Testo da leggere —
------------------------------

- DOMENICA 3 MARZO 2024 -
Letture:
Es 20,1-17; Sal 18; 1Cor 1,22-25; Gv 2,13-25
-
Commento di Matìas Augé
La
seconda parte del Sal 18, quella ripresa dalla liturgia odierna come salmo
responsoriale, è un elogio della legge divina, fonte di vita e di gioia, di
saggezza e giusto giudizio, di rettitudine, giustizia e purezza, più preziosa e
dolce di ogni altra cosa. Il testo salmico trova compimento in Gesù. Egli
stesso è legge per il nuovo popolo di Dio, indirizzo per la nostra esistenza,
consolazione e conforto per le ore del dubbio. Perciò rinnoviamo a lui la
professione di fede di Pietro: “Signore, tu hai parole di vita eterna” (Gv
6,68).

------------------------------

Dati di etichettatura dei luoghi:
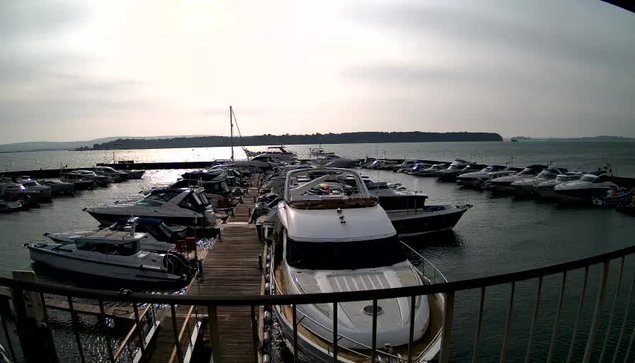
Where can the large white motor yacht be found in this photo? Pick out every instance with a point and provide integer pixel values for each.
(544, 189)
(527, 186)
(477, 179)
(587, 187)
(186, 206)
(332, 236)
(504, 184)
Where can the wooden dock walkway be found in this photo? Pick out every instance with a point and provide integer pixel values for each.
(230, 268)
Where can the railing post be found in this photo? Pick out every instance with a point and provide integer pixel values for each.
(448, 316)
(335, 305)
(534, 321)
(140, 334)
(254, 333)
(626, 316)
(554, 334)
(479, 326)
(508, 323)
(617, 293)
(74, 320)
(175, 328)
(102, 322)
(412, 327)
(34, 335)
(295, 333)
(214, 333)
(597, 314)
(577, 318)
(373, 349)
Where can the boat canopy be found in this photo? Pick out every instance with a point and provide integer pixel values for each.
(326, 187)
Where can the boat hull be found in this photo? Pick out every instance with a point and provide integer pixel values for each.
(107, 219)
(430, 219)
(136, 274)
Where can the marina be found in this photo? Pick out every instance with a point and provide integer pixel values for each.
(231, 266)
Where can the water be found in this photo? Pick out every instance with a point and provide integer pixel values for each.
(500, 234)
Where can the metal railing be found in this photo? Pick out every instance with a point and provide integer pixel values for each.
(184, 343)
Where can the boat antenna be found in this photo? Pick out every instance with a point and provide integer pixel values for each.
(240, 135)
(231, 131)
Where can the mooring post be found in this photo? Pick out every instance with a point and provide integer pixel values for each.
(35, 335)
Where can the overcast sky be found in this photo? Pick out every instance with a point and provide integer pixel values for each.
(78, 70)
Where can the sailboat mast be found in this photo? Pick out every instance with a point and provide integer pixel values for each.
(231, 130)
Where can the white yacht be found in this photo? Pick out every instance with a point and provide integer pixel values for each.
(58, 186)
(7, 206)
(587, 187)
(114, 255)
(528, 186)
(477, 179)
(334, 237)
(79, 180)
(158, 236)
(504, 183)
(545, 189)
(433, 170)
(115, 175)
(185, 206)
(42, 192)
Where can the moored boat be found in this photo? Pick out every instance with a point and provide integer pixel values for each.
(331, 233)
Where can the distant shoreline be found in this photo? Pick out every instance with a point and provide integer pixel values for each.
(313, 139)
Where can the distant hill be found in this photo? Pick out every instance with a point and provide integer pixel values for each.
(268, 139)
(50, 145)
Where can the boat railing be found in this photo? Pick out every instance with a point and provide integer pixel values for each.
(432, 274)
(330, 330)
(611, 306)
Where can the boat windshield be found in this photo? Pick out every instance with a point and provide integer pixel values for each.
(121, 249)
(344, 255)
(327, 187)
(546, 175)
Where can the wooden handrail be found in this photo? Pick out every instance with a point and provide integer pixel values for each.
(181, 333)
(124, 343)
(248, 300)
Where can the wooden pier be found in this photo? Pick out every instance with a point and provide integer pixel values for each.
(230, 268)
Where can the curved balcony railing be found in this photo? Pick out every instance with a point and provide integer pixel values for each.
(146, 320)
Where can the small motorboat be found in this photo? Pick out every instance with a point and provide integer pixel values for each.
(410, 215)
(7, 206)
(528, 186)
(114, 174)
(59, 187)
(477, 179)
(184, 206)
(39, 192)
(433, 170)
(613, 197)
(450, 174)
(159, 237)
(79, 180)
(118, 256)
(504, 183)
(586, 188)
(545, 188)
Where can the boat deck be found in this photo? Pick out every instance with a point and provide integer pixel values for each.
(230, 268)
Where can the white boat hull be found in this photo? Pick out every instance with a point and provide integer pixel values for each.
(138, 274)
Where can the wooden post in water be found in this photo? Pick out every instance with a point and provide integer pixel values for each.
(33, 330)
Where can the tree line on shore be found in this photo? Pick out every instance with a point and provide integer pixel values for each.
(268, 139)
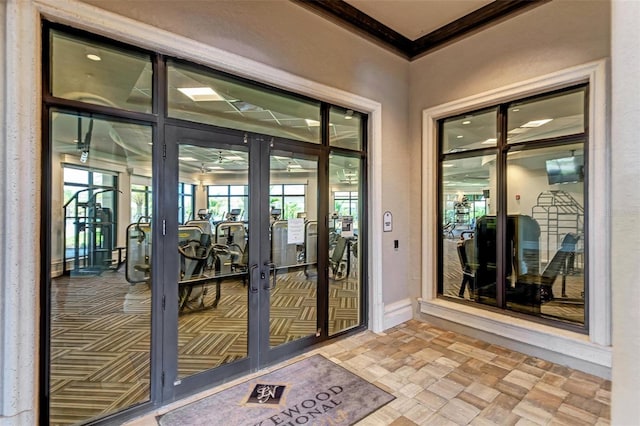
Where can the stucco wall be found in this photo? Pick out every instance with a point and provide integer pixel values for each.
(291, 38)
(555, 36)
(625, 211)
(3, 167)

------------------------------

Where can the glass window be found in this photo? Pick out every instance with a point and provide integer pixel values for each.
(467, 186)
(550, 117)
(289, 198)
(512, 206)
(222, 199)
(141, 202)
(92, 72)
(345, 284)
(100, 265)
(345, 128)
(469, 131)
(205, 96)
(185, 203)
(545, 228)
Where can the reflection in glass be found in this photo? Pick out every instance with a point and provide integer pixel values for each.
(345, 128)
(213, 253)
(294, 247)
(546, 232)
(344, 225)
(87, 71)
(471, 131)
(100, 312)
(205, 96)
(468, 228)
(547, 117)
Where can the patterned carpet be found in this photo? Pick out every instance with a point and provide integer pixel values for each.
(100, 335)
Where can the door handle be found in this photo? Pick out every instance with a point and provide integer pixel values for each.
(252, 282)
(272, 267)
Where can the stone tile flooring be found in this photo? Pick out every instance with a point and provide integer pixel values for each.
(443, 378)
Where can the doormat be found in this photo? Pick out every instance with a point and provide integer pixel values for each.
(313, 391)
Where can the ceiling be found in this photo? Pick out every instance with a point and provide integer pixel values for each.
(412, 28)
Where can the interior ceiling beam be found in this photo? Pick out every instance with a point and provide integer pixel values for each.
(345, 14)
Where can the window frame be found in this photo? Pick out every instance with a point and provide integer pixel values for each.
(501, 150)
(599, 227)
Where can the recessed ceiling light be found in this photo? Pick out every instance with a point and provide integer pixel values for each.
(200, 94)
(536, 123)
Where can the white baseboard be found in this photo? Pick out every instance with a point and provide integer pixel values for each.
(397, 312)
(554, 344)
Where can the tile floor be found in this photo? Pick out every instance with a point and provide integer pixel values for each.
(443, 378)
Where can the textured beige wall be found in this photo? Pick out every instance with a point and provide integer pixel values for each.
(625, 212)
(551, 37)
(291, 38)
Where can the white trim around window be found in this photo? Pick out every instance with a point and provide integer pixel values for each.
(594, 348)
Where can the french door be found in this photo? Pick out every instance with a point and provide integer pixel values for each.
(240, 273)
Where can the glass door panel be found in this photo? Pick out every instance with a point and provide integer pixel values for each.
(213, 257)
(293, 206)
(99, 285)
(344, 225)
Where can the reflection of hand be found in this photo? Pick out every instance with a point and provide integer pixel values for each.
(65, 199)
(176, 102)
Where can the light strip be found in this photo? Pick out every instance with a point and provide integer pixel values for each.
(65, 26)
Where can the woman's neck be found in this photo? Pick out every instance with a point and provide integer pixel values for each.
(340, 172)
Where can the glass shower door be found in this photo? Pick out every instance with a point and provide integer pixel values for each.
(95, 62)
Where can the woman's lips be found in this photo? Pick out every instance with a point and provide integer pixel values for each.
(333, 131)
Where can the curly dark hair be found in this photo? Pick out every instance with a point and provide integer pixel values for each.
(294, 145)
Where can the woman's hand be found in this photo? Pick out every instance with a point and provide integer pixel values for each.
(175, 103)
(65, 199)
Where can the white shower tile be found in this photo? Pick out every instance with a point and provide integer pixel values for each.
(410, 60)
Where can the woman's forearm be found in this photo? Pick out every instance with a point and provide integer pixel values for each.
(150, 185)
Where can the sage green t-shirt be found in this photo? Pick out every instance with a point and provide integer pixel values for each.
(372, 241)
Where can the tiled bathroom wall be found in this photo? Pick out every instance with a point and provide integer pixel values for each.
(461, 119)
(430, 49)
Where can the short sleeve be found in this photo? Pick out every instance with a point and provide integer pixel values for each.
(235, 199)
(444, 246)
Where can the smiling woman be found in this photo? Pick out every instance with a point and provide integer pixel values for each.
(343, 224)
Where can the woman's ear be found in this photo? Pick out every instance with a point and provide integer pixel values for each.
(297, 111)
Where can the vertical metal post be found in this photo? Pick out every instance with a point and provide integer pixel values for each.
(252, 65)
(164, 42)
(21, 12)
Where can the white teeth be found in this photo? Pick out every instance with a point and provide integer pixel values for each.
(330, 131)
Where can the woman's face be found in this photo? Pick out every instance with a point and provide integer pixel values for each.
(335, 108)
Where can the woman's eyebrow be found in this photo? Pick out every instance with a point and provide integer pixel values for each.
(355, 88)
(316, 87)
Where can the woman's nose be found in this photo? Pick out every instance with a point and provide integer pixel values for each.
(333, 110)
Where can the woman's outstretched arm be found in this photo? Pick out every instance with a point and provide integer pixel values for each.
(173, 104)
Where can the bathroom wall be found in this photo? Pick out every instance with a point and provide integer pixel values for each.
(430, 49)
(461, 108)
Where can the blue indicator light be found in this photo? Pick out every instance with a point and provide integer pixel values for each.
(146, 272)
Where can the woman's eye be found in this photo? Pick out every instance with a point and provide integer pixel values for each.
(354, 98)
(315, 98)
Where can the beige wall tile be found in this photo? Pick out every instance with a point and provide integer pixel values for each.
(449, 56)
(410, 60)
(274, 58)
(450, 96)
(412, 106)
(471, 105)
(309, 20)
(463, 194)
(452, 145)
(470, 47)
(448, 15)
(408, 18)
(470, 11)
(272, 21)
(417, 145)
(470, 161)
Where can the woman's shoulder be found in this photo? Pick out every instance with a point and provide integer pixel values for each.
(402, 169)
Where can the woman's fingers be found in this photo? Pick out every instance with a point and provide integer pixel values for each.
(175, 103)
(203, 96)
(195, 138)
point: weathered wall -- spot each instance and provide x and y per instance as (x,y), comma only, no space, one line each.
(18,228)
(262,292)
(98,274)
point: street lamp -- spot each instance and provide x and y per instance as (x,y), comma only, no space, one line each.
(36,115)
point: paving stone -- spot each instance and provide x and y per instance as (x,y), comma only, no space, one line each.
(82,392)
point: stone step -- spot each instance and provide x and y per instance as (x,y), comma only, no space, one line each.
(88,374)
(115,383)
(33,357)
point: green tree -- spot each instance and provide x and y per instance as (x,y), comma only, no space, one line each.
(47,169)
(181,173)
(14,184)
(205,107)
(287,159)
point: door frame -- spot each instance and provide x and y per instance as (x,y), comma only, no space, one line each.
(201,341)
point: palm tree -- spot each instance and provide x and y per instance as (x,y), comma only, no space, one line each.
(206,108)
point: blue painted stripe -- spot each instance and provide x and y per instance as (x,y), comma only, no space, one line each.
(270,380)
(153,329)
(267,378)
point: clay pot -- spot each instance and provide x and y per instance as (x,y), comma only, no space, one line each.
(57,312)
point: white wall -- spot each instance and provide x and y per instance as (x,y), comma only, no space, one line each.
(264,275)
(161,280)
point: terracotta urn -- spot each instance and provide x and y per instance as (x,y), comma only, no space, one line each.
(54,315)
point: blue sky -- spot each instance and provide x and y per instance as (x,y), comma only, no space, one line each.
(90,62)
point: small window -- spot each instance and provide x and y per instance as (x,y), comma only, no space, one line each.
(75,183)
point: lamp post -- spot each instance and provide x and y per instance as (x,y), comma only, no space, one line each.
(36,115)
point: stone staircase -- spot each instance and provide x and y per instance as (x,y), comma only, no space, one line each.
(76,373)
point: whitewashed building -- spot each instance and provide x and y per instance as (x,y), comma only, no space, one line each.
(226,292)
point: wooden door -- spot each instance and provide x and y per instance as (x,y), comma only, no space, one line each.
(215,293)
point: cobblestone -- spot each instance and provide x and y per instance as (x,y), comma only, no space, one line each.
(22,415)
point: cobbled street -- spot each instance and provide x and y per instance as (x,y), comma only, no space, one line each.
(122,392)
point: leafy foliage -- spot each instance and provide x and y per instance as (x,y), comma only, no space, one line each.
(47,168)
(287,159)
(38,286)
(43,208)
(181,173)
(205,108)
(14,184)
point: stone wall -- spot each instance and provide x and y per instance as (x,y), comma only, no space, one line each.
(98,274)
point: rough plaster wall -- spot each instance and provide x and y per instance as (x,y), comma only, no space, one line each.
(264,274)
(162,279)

------------------------------

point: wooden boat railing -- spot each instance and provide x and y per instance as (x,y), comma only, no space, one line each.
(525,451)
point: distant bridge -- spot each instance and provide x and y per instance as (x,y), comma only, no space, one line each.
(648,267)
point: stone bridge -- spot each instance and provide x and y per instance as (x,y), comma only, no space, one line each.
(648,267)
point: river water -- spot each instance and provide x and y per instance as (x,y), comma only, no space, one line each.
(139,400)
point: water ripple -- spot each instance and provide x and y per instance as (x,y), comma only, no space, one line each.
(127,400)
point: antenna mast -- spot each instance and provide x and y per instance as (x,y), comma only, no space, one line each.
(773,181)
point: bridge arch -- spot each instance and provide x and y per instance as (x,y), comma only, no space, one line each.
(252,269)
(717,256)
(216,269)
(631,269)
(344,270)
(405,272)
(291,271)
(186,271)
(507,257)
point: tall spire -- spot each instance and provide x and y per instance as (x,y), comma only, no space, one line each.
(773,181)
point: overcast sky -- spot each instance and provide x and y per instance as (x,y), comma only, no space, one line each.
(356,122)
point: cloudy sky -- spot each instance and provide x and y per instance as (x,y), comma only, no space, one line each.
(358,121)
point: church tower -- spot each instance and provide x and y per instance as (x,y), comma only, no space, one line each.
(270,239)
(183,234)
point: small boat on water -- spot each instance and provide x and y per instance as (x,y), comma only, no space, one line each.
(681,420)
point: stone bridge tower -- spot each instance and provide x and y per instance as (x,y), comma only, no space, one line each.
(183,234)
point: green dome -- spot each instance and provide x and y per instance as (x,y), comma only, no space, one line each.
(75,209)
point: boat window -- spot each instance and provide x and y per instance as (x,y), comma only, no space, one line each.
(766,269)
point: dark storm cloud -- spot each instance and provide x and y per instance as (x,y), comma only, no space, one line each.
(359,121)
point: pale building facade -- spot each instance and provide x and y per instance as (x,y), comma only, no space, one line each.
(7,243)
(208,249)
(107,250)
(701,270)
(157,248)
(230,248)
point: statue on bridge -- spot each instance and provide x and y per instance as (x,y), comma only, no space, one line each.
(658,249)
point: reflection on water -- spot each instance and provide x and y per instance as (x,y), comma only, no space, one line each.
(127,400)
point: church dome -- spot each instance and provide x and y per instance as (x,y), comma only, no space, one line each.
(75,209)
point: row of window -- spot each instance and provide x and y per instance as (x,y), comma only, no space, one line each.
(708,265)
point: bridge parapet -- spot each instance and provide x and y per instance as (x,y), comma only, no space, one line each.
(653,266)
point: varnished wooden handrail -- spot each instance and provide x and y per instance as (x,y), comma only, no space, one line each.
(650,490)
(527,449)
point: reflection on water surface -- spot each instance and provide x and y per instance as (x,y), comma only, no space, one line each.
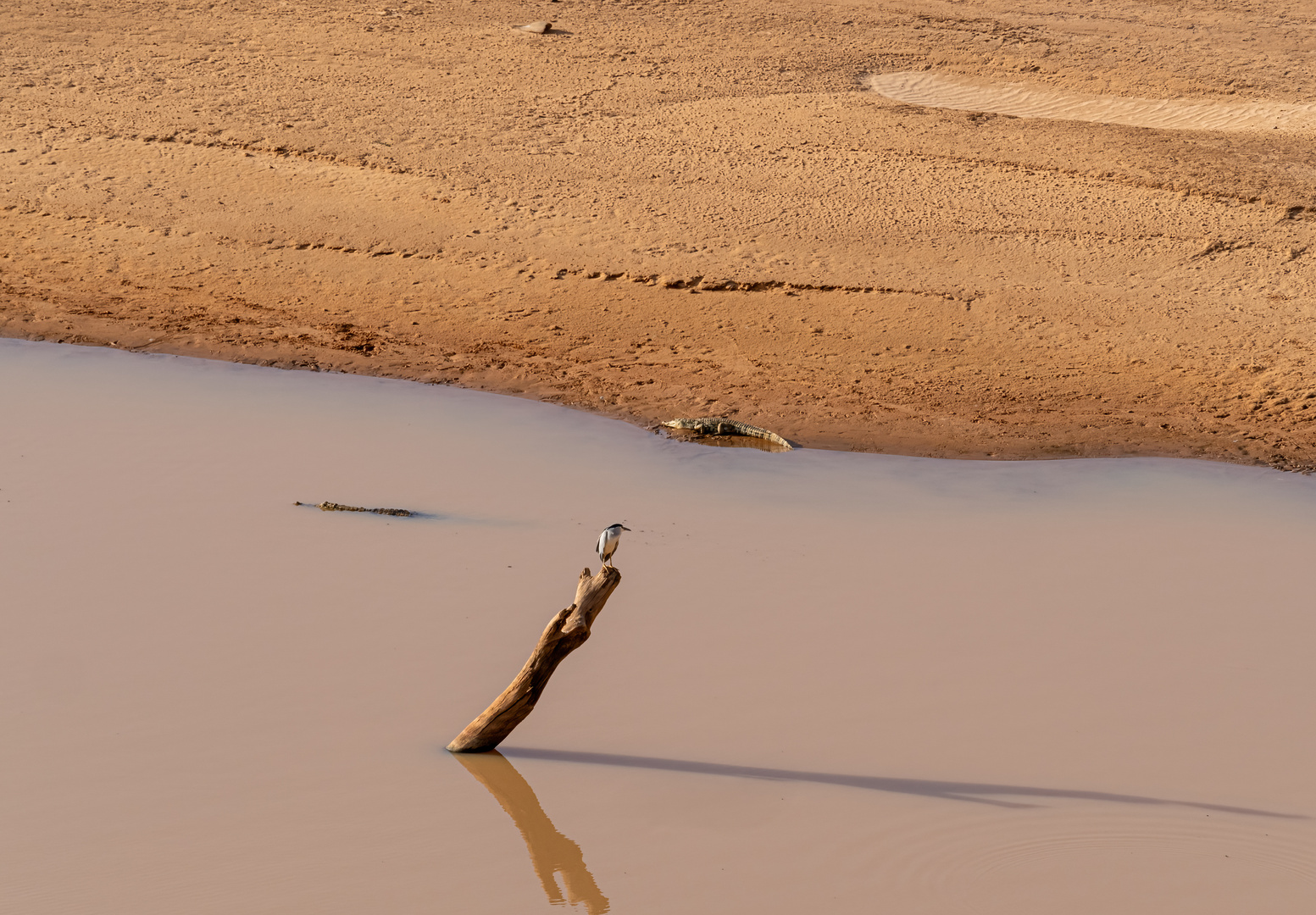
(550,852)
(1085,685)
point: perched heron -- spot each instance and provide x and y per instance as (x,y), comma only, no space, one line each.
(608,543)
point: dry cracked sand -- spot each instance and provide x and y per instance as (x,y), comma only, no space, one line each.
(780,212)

------------------------------

Esercizi da svolgere —
1. Come si traduce in inglese questa frase del commento al Salmo 18: «Il testo salmico trova compimento in Gesù.»?
2. Riprendi il commento al Salmo 18 subito dopo la sua ultima frase e prosegui con qualche frase nello stesso tono.

Soluzioni degli esercizi —
1. The psalm text finds its fulfillment in Jesus.

2.
La
liturgia odierna ci invita a rileggere, in chiave cristiana e pasquale, la
pagina biblica dei dieci comandamenti o “dieci parole”, la cui promulgazione è
riportata dalla prima lettura. Notiamo che il racconto non inizia con un
comandamento ma col ricordo dell’opera divina di salvezza: “Io sono il Signore,
tuo Dio, che ti ho fatto uscire dalla terra d’Egitto, dalla condizione
servile”. Il comportamento etico dell’uomo viene proposto dalla Bibbia come
risposta a Dio che si manifesta nella storia come liberatore e salvatore.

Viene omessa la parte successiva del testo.